The PV industry is always exploring innovative manufacturing processes, new materials, solar cells, and modules designs to maximize the device performance and lower the final energy cost. One of the latest technologies that are finding its way into the consumer solar panel market is heterojunction solar cells. more manufacturers are starting to deploy this technology in their products.
Heterojunction solar cells combine two different technologies into one cell: a crystalline silicon cell sandwiched between two layers of amorphous “thin-film” silicon. This allows an increase in the efficiency of the panels and more energy to be harvested easily when compared to conventional silicon solar panels. The most common type of solar panels is made with crystalline silicon - either monocrystalline or polycrystalline. Amorphous silicon is thin-film silicon unlike crystalline silicon, amorphous silicon does not have a regular crystalline structure. Instead, the silicon atoms are randomly ordered. As a result, manufacturing this type of solar cell is less expensive.
This lower cost and flexibility in the type of materials that amorphous silicon can be deposited on are a couple of important advantages. With heterojunction solar cells, a conventional crystalline silicon wafer has amorphous silicon deposited on its front and back surfaces. This results in a couple of layers of thin-film solar that absorb extra photons that would otherwise not get captured by the middle crystalline silicon wafer. The HJT production concept was developed by SANYO Electric in the 1980s (SANYO was acquired by Panasonic in 2009). SANYO was the first company to commercially produce solar cells made of amorphous silicon. Heterojunction solar technology takes advantage of this by building a solar panel out of three different layers of photovoltaic material.

→ **Exercise aim**
Can you edit the heterojunction solar cell text from "The PV industry" to "in their products." so that "residential" takes the place of "consumer"?

[Pointing data for referring expressions]
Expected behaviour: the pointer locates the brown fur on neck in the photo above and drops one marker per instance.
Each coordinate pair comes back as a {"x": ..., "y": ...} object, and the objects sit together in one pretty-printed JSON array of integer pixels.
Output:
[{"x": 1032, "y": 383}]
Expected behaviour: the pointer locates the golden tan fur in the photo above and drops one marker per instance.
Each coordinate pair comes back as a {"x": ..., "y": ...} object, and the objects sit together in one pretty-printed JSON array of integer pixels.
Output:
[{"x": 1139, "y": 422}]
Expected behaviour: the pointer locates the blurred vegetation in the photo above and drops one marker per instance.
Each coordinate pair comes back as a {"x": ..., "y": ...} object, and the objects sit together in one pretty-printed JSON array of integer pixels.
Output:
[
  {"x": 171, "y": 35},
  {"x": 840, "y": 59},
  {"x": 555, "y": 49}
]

→ **Answer area**
The PV industry is always exploring innovative manufacturing processes, new materials, solar cells, and modules designs to maximize the device performance and lower the final energy cost. One of the latest technologies that are finding its way into the residential solar panel market is heterojunction solar cells. more manufacturers are starting to deploy this technology in their products.